Copy exactly the lines from the one containing "TARGET: the stadium floodlight" through the last line of the records, both included, and nothing more.

[Start]

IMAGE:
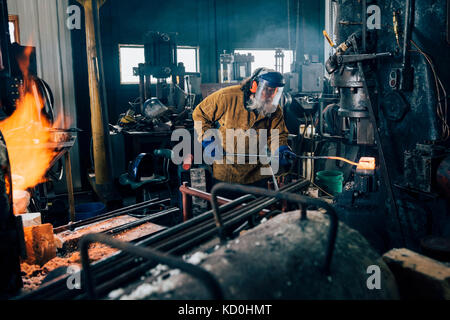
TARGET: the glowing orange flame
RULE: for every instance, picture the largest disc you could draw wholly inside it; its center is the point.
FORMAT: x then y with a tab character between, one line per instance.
27	134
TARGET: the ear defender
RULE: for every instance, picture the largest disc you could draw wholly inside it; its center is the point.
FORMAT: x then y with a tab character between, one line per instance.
254	87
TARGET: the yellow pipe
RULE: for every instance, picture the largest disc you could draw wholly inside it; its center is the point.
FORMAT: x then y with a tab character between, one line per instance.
98	131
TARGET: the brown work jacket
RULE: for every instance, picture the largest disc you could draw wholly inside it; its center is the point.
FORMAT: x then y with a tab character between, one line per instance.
226	106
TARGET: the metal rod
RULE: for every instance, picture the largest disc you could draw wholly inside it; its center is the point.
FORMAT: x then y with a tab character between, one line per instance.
364	24
140	221
120	268
406	34
204	276
281	196
112	214
70	186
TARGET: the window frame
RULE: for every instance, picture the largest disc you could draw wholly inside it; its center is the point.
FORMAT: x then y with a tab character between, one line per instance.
138	46
267	49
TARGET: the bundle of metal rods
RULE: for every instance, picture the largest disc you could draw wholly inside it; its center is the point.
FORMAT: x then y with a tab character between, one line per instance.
122	268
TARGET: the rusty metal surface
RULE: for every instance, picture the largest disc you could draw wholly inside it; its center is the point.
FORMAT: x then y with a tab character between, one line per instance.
279	259
443	176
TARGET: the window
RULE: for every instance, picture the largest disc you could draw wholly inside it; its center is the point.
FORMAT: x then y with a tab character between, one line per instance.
131	55
266	58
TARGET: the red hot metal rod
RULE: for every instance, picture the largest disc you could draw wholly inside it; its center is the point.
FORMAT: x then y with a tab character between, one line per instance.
297	156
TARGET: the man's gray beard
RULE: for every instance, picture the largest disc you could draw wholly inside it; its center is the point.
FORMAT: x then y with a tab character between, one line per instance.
265	109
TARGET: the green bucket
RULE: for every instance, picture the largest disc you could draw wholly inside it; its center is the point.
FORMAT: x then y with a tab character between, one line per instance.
330	180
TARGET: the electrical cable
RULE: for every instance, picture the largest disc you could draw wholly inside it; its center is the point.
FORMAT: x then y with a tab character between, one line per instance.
442	113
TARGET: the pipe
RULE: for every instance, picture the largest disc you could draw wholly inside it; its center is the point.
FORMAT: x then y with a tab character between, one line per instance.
99	134
281	196
111	214
407	34
204	276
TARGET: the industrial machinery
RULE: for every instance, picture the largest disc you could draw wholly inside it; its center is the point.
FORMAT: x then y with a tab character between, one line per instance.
160	52
235	67
388	101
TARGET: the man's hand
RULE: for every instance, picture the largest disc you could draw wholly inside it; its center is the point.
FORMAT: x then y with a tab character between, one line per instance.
206	143
286	156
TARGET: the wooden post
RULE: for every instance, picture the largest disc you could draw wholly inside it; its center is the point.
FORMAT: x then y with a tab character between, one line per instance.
70	186
99	134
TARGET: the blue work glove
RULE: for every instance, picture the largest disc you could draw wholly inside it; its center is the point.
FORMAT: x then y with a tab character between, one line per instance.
206	143
286	156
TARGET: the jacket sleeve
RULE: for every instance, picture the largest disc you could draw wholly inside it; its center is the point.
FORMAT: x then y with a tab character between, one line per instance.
277	122
207	112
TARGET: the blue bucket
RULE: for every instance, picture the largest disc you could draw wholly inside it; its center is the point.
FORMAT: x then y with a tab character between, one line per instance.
89	210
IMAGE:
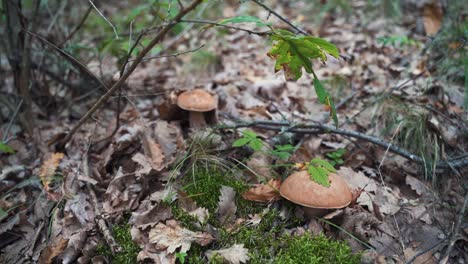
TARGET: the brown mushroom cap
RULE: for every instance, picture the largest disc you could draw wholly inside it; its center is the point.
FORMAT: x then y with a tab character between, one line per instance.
300	189
197	100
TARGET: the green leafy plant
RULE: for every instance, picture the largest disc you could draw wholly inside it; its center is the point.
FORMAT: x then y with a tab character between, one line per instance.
315	249
398	41
181	257
5	148
336	157
319	170
251	139
294	52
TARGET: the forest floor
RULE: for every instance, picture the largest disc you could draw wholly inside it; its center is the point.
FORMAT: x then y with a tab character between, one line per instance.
161	191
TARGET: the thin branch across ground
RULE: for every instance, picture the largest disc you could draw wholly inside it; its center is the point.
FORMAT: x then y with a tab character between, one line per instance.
316	128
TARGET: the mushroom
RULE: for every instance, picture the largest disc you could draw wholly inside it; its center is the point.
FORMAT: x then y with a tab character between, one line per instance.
300	189
197	102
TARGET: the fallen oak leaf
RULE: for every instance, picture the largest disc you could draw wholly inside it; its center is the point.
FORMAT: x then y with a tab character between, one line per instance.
226	206
171	236
264	192
48	168
233	255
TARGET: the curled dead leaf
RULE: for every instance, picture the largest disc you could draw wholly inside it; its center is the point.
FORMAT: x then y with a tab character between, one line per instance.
233	255
48	168
264	192
171	236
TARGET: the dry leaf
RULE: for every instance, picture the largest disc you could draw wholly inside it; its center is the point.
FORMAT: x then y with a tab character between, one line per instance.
149	215
233	255
264	192
433	16
171	236
226	206
416	185
426	258
144	162
260	163
153	150
52	251
48	168
387	201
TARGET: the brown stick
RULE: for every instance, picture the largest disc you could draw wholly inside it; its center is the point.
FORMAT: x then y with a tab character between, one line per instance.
317	128
61	145
80	24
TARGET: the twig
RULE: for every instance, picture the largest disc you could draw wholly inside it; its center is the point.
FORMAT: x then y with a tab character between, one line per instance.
437	244
454	238
207	22
397	130
311	128
171	55
108	22
80	24
82	68
100	221
280	17
13	117
105	97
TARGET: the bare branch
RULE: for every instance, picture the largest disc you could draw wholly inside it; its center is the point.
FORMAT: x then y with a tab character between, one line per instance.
171	55
132	67
311	128
297	29
80	24
108	22
259	33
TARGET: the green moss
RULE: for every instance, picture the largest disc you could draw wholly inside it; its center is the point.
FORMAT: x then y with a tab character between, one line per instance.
203	185
130	249
265	241
314	249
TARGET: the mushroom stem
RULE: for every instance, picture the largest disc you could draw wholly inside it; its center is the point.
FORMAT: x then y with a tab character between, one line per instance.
196	120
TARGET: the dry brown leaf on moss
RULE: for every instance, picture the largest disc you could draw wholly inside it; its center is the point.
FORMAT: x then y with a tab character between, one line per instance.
171	236
226	206
264	192
53	250
433	16
153	150
233	255
48	168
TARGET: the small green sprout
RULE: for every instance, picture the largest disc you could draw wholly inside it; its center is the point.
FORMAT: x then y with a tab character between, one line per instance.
336	157
250	139
319	170
181	257
5	148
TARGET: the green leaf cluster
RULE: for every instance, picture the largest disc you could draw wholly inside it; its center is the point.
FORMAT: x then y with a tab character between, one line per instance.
283	152
250	139
398	41
319	170
6	149
336	157
244	19
293	52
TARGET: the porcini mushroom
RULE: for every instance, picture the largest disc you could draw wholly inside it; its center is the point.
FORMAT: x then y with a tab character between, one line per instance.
300	189
197	102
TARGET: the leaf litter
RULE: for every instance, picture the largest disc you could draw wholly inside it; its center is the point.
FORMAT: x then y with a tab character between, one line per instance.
130	175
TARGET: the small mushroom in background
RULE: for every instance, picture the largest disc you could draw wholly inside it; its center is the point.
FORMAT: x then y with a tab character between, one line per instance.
197	102
316	199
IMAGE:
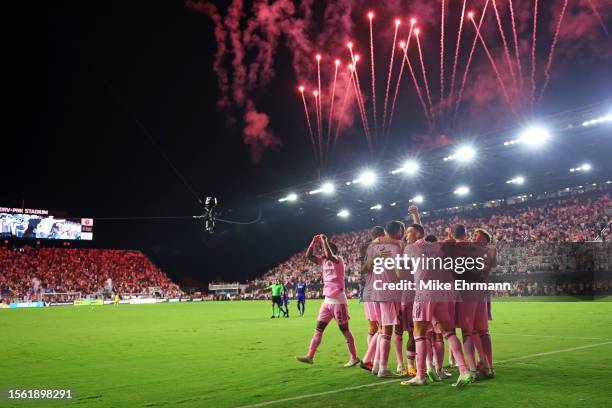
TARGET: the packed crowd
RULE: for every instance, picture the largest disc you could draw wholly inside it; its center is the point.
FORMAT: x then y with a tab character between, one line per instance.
79	270
575	219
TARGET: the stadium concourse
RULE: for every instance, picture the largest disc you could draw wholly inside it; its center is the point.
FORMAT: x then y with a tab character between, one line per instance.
569	217
78	270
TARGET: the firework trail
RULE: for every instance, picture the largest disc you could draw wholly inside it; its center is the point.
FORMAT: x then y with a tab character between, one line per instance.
471	55
506	49
331	105
370	17
516	50
442	55
312	140
416	32
397	23
343	106
533	57
493	64
359	94
552	50
364	118
318	117
404	46
417	87
318	100
601	23
453	75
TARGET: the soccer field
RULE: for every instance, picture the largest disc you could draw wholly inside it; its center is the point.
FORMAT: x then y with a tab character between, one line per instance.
228	354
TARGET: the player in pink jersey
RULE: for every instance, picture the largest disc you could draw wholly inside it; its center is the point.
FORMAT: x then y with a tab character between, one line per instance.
335	305
387	303
483	237
467	311
432	307
371	310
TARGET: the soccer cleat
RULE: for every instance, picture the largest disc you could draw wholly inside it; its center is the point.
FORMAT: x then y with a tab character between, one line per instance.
443	374
305	359
432	375
384	372
485	372
366	366
415	381
411	372
463	380
352	362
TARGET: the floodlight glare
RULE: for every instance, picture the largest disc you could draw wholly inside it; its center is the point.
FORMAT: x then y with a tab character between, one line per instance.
534	136
367	178
328	188
516	180
290	197
465	154
418	199
462	190
411	167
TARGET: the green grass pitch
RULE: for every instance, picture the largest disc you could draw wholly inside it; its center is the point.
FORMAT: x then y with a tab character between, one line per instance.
228	354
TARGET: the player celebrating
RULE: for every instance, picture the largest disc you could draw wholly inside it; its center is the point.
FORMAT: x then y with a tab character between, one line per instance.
483	311
433	308
300	287
335	304
371	310
388	306
277	290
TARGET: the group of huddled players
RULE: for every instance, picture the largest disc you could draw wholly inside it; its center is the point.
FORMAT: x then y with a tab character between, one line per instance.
428	322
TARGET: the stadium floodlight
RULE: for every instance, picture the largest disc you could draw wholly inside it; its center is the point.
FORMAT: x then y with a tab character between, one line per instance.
326	188
463	154
462	190
417	199
367	178
584	167
596	121
411	167
289	197
517	180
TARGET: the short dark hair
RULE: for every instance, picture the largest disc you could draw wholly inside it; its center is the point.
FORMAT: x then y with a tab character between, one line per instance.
377	231
484	233
419	228
393	227
459	231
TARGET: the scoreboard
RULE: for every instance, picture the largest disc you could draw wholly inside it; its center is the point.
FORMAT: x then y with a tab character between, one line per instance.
30	223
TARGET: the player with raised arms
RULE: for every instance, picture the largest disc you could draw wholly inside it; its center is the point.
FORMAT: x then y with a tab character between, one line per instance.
335	305
300	288
387	303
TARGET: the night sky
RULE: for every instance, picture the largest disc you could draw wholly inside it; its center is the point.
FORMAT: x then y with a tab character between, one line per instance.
87	74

[End]

## ANSWER FOR THE TASK
TARGET: the stadium floodlight
RULE: for every instance, picture the largest disc you could draw wholly inside it; its center is the point.
FORMAT: x then y with a tab character between, one line per instance.
326	188
463	154
462	190
417	199
367	178
584	167
596	121
411	167
289	197
517	180
TARGET: the short dark hair
RULE: for every instance, picture the largest disc you could draw wholly inside it; its center is the point.
FORMAT: x then y with a tab character between, one line per instance.
377	231
484	233
419	228
393	227
459	231
TARGET: the scoreboard
RULE: for every instance, picture the largest disc you could draw wholly inside it; its center is the point.
FORMAT: x then y with a tab character between, one line per instance.
30	223
TARGET: the player with raised arms
RULE: for every instance, picture the largest disc you could draw wholly inside it; its center is the point.
FORMAT: x then y with a tab character between, one line per instance.
335	305
300	288
387	303
TARGET: the night sky
RULE: for every instance, picture the largest disc you could draw wholly inside it; its center is the point.
FORMAT: x then y with a tab character between, one line per instance.
87	74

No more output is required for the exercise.